Ce nouvel article d’une série initiée
depuis une dizaine de jours, consacré aux forces soviétiques, à leurs
doctrines, leurs modes d’action tactiques et leur perception du combat, nous
permet de découvrir, qu’en 1991, malgré l’effondrement progressif de l’URSS,
l’armée Rouge continue sa réflexion sur l’art de la guerre.
Face aux enjeux polémologiques
que Moscou perçoit à la fin du XXème
siècle, son état-major considère inévitable la fin du combat linéaire et
l’avènement rapide du « combat zonal
dispersé » défini aujourd’hui par les Occidentaux comme le combat
lacunaire. Ce constat visionnaire issu d’une armée en faillite et ce, à
l’époque de la rédaction des documents doctrinaux dont il est question,
souligne la richesse de la pensée militaire soviétique.
Nous verrons donc qu’au-delà
d’une analyse claire des évolutions tactiques futures, l’armée Rouge
conceptualise un nouvel emploi de ses unités interarmes ainsi que le rôle des
appuis, tout en réfléchissant à une modélisation scientifique et mathématique
des opérations.
1-Le constat
Au début des années 1990,
l’état-major général soviétique estime que l’impact des armes de haute
précision mais aussi les évolutions de la « RMA » (révolution dans les affaires militaires) provoqueront
sur le champ de bataille une confrontation très destructive, sur un rythme
élevé et dans un cadre espace-temps non linéaire. Il est également conscient,
de par sa culture opérative ancienne, qu’il faut, plutôt que de parler de
ligne de contact, évoquer des termes tels que les zones de combat sans « havre de paix » ni d’arrière
éloigné. L’Afghanistan a fourni à l’armée Rouge une expérience de guerre sans
front nécessitant l’emploi de brigades et de bataillons autonomes.

**Entrées fournies:**

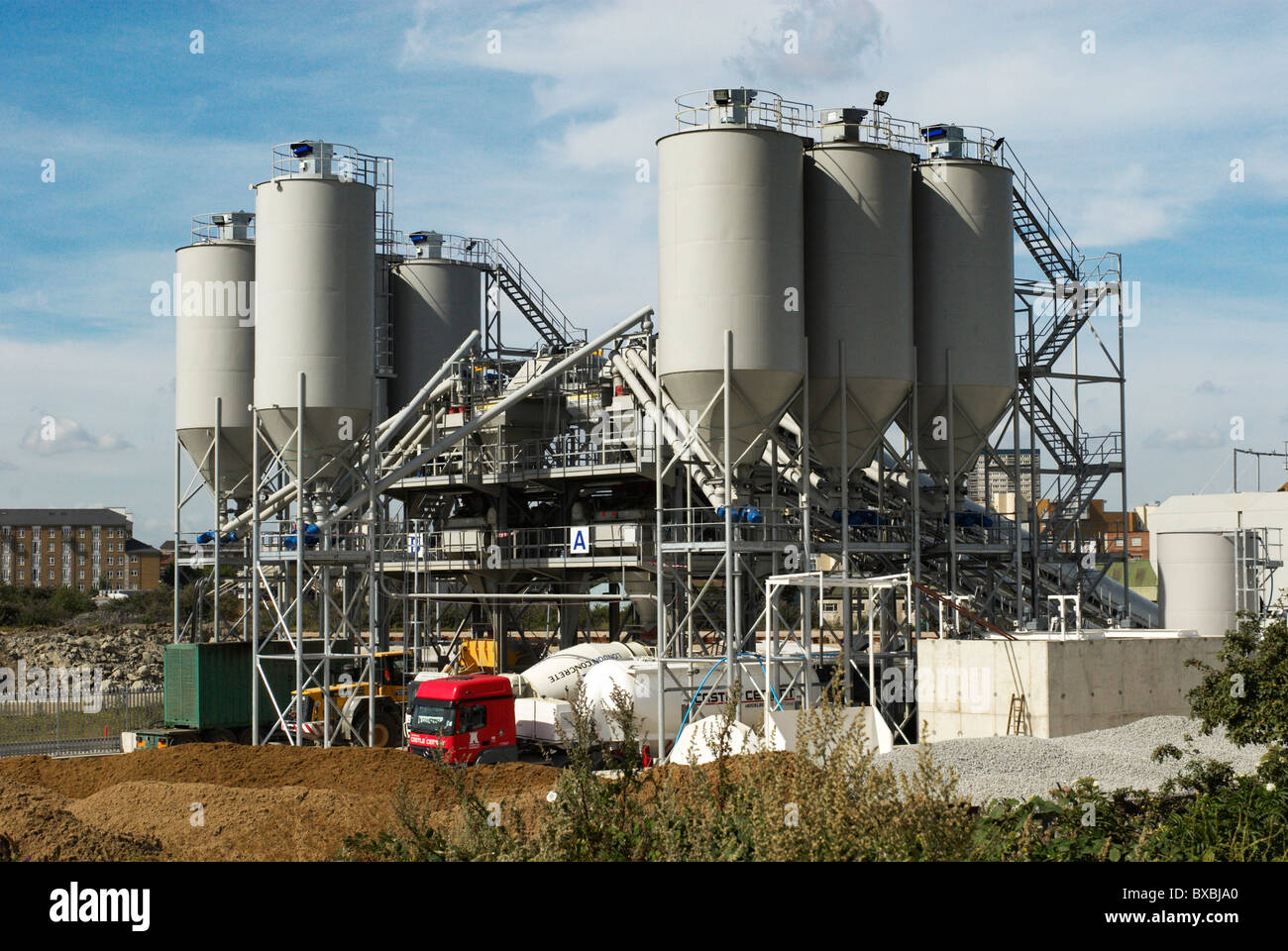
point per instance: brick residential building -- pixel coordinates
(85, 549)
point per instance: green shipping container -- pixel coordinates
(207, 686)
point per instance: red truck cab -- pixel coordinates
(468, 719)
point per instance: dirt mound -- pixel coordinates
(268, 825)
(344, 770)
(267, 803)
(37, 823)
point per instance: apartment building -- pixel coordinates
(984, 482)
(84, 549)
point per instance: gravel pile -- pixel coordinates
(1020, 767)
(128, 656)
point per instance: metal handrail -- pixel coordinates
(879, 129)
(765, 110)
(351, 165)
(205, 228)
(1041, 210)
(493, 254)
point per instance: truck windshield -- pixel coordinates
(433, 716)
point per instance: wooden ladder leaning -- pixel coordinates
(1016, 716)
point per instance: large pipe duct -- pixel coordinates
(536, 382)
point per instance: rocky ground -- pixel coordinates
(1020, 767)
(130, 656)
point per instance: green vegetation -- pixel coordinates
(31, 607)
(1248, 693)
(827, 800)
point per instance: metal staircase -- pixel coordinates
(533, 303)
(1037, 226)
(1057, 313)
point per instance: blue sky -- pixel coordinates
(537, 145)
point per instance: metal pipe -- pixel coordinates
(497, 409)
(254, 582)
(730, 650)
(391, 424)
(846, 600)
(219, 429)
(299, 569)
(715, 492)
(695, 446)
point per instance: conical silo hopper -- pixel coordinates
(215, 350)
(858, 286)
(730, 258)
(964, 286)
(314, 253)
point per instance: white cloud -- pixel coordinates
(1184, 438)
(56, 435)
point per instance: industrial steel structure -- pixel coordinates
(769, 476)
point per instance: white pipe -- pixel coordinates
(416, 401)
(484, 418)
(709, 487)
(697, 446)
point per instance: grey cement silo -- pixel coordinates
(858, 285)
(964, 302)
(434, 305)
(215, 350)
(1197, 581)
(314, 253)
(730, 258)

**Tâche courte 1:**
Veuillez mettre sous forme de liste JSON de chaînes le passage des entrées allant de la ligne qui contient « point per instance: white cloud » jusqu'à la fin des entrées, bornes comprises. Mettez une chaîne par ligne et laissez de côté les lignes vides.
**Tâche courte 2:**
Reprenez le texte sur la pensée militaire soviétique à partir de l'endroit où il s'arrête.

**Réponse attendue 1:**
[
  "point per instance: white cloud -- pixel coordinates",
  "(1184, 438)",
  "(56, 435)",
  "point per instance: industrial steel structure -- pixel coordinates",
  "(769, 476)",
  "point per instance: white pipe -- pixel coordinates",
  "(416, 401)",
  "(484, 418)",
  "(709, 487)",
  "(697, 446)",
  "point per instance: grey cement silo -- pixel coordinates",
  "(858, 285)",
  "(964, 302)",
  "(434, 305)",
  "(215, 350)",
  "(1197, 581)",
  "(314, 253)",
  "(730, 258)"
]

**Réponse attendue 2:**
La supériorité est sensée provenir
d’une action offensive sur plusieurs axes alliant puissance de feu, mobilité et
surprise. Celle-ci, combinée avec de puissantes frappes aériennes et
d’artillerie, permettra de projeter des unités d’assaut par air et des forces
spéciales dans la profondeur du territoire adverse en se couvrant sur les
flancs par des feux à longue portée. De la même façon, l’engagement d’unités
aéromobiles (hélicoptères) sera essentiel dans l’attrition des réserves et des
bases logistiques ennemies.
Les Soviétiques développent alors
les groupements tactiques interarmes (la norme à l’époque actuelle) de niveau
bataillon afin de manœuvrer dans les intervalles et de concentrer les effets ou
les efforts nécessaires au combat de rencontre. Ainsi, les véhicules de combat
d’infanterie (BMP3) sans leur infanterie
portée sont utilisés au sein de « groupes
blindés » (pion de manœuvre supplémentaire) comme canons d’assaut ou
chars légers.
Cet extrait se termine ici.